*** Block opens ***

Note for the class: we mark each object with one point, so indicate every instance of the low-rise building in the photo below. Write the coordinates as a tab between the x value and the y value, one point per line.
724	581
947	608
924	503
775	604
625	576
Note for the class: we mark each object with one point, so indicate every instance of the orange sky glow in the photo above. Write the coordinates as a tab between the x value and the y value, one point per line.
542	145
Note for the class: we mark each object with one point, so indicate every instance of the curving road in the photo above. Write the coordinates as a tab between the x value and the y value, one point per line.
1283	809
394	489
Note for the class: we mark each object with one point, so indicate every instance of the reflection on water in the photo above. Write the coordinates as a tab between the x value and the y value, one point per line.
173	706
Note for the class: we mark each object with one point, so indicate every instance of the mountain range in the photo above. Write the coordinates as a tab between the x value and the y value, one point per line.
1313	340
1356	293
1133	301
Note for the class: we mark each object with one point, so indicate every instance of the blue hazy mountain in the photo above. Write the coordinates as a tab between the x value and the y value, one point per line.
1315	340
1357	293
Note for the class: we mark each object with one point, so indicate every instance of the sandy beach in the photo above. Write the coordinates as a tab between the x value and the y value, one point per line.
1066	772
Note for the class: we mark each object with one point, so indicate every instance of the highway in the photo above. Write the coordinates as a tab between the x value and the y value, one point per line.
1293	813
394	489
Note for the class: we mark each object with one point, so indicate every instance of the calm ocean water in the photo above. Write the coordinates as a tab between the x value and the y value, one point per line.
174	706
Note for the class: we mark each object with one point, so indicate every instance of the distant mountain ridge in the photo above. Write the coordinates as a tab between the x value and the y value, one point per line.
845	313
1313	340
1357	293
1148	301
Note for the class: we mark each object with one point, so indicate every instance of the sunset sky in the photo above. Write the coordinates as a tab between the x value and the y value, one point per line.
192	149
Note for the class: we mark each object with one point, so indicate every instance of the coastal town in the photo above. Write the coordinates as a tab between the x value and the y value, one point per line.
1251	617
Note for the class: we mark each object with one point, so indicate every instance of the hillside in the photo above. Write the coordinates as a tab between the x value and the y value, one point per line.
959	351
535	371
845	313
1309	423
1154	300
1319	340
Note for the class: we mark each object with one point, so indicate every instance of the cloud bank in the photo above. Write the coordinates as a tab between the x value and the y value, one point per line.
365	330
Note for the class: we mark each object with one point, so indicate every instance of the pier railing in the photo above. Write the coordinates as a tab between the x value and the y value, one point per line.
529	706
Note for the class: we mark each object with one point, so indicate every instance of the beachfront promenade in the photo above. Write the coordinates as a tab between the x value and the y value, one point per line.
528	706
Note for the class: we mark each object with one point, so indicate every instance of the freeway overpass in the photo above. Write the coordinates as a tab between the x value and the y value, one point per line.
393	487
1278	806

*** Block closes ***

:: THE TASK ::
Nothing in the entries should be left out; please reproduce them all exactly.

:: WRITTEN RESPONSE ::
Note for the class: we mark each object with one point, so indicate every instance of the low-rise building in the photo below. Write the coordinates as a tab between the x value and the y value, one point per line.
724	581
947	608
924	503
775	604
625	576
Note for the class: we mark each object with one point, so indicate every instance of the orange sky glow in the photo above. Write the coordinates as a tab between the x value and the y value, one point per line.
542	145
Note for the class: we mark each object with one point, so indicate every instance of the curving road in the photo above. Write the coordinates as a tab between the x value and the y value, one point per line.
1283	809
394	489
Note for the class: we mark each object with one point, so indicate every instance of the reflection on water in the photo above. Write the coordinates as a tab between the x value and the y value, one point per line.
173	706
Note for the class: we mark each object with one point, so indicate every instance of the mountain range in the photo above. Write the coordinates as a tab between the x value and the y value, one point per line.
1313	340
1356	293
1133	301
Note for the class: we mark each object with one point, so indicate every instance of the blue hazy mountain in the photo above. Write the coordinates as a tab between the x value and the y value, one point per line.
1315	340
1357	293
Note for the class: we mark each object with one point, so indicate every instance of the sandy beach in the photo above. Write the coordinates as a tab between the x value and the y value, one point per line.
1066	772
Note for the class: we mark each object with one point, so indicate every instance of the highway in the photo above. Write the coordinates as a tab between the x value and the y value, one point per line.
1293	813
394	489
Note for the class: we mark each object with one point, so indicate every instance of the calm ocean water in the photo above. Write the coordinates as a tab between the x value and the y value, one point per line.
174	706
Note for the class: we mark each object with one point, so indicate every instance of the distant mountain ridge in the photo above. Write the coordinates as a tab between the x value and the y value, one point per line.
845	313
1313	340
1357	293
1148	301
Note for the class: we mark each object with one point, so indicate every instance of the sunset sky in the photo above. Write the coordinates as a tab between the x value and the y value, one point per line.
192	149
Note for the class: we mark each object with one point, so indicate every instance of the coastal town in the photo above. Write the coordinates as a tab between the x value and the y value, one point per line.
1251	617
Note for the class: we mark each object with one point, so indicate every instance of the hillside in the photo above. Write the coordinates as a tab between the x value and the y value, one point per line.
959	351
535	371
845	313
1309	423
1154	300
1319	340
Note for the class: we mark each object with one point, so indicate every instance of the cloud bank in the photo above. Write the coordinates as a tab between the x value and the y value, one point per line.
365	330
Note for the class: we mark each object with one point, so indicate every instance of the pier railing in the photo above. Write the coordinates as a tab between the x value and the y value, one point per line.
529	706
Note for the class: we mark each object with one point, so indicate every instance of the beachfront promenade in the photo above. Write the coordinates as a tab between the x value and the y value, one point per line.
528	706
Note for the class: we mark each object with one point, so indicate every instance of the freeway overpass in the photo above. Write the coordinates as a tab between the x value and the y value, one point per line.
393	487
1278	806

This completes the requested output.